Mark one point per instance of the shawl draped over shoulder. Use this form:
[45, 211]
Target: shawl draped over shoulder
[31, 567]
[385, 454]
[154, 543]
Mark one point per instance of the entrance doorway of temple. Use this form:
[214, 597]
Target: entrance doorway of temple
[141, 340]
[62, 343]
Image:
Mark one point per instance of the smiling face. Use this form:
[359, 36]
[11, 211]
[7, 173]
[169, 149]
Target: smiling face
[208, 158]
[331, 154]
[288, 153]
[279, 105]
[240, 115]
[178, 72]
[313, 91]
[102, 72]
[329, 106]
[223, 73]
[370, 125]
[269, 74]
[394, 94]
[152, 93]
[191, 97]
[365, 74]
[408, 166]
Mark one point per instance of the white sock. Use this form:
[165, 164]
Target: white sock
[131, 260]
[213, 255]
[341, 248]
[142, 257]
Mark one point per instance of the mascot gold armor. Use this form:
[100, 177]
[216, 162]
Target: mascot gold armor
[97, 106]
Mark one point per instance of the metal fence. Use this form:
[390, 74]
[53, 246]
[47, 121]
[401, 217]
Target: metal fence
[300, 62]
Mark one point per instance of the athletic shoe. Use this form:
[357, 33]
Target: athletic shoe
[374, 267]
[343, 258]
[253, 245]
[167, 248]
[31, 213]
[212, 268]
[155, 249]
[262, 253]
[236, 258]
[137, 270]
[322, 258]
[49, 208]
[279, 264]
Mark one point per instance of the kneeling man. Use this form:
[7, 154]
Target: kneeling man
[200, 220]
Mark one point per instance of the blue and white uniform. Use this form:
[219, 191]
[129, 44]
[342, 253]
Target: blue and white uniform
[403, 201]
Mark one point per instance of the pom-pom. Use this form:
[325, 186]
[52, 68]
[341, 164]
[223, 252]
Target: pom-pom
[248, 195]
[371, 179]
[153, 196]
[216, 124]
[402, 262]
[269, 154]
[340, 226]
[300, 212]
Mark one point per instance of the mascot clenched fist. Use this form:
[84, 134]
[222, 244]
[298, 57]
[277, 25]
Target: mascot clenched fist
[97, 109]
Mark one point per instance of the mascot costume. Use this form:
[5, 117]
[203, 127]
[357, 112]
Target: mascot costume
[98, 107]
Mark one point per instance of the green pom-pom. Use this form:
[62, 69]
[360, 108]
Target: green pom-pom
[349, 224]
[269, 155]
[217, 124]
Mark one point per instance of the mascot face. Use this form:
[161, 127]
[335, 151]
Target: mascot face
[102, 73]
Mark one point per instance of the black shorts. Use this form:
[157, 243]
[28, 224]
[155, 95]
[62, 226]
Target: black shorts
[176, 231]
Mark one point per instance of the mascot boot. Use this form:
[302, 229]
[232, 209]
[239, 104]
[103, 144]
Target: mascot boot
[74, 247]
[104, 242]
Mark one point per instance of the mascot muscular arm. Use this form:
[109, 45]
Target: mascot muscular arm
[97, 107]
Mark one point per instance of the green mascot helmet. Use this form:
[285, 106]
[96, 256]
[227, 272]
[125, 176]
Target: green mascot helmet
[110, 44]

┄┄┄┄┄┄

Exercise directions>
Say each line again exactly as it appears above.

Response for this exercise>
Mark one point per instance of the shawl draped over shoulder. Use this form:
[45, 211]
Target: shawl draped over shoulder
[31, 567]
[385, 454]
[154, 543]
Mark one point per instance of the entrance doorway of temple. Use this form:
[214, 597]
Target: entrance doorway of temple
[141, 340]
[62, 343]
Image:
Mark one point per instance of the smiling face. Use this form:
[359, 36]
[11, 211]
[7, 173]
[169, 149]
Target: smiling face
[208, 158]
[331, 154]
[288, 153]
[279, 105]
[240, 115]
[178, 72]
[313, 91]
[102, 72]
[329, 106]
[223, 73]
[370, 125]
[269, 74]
[394, 94]
[152, 93]
[191, 97]
[365, 74]
[408, 166]
Mark one point per instance of the white sock. Use this form:
[165, 164]
Target: white sock
[131, 260]
[213, 255]
[341, 248]
[142, 257]
Mark one point per instance of the mascot gold armor. Use this form:
[100, 177]
[216, 162]
Target: mascot gold armor
[97, 106]
Mark one point per instance of the metal fence. Use this form:
[390, 74]
[53, 246]
[47, 121]
[401, 217]
Target: metal fence
[300, 62]
Mark one point per instance of the athletic shoe. Use this form:
[357, 33]
Target: athletic shoe
[374, 267]
[343, 258]
[253, 245]
[167, 248]
[31, 213]
[212, 268]
[155, 249]
[262, 253]
[236, 258]
[137, 270]
[322, 258]
[49, 208]
[279, 264]
Mark one point per instance of the kneeling man. Use this form:
[7, 154]
Target: kneeling man
[200, 220]
Mark one point per instance of the blue and white uniform. Use this form:
[219, 191]
[129, 44]
[342, 253]
Target: blue and white uniform
[403, 201]
Mark one point per instance of the pom-pom. Use this form:
[325, 186]
[52, 68]
[341, 164]
[223, 252]
Target: pom-pom
[248, 195]
[371, 179]
[153, 196]
[216, 124]
[402, 262]
[269, 154]
[340, 226]
[300, 212]
Mark one point per instance of the mascot clenched fist. Use this form:
[84, 134]
[222, 244]
[298, 57]
[277, 25]
Target: mascot clenched fist
[97, 109]
Mark one point per instance of the mascot costume. Use this form:
[5, 117]
[203, 127]
[357, 112]
Target: mascot costume
[98, 107]
Mark one point per instance of the green pom-pom. Use this form:
[62, 69]
[360, 108]
Target: green pom-pom
[349, 224]
[269, 155]
[217, 124]
Mark one point per instance of the mascot face. Use this form:
[161, 127]
[335, 151]
Target: mascot face
[102, 73]
Mark one point per instance of the black shorts. Use this form:
[157, 243]
[28, 224]
[155, 95]
[62, 226]
Target: black shorts
[176, 231]
Mark one point per instance of the mascot boot. Use this form:
[302, 229]
[232, 209]
[239, 104]
[103, 144]
Target: mascot boot
[74, 247]
[104, 242]
Mark one point per instance of the mascot muscular arm. Use this form:
[109, 45]
Target: mascot muscular arm
[97, 107]
Mark one point per instance of the green mascot helmet. Use this form:
[285, 106]
[96, 256]
[227, 272]
[125, 176]
Target: green mascot helmet
[110, 44]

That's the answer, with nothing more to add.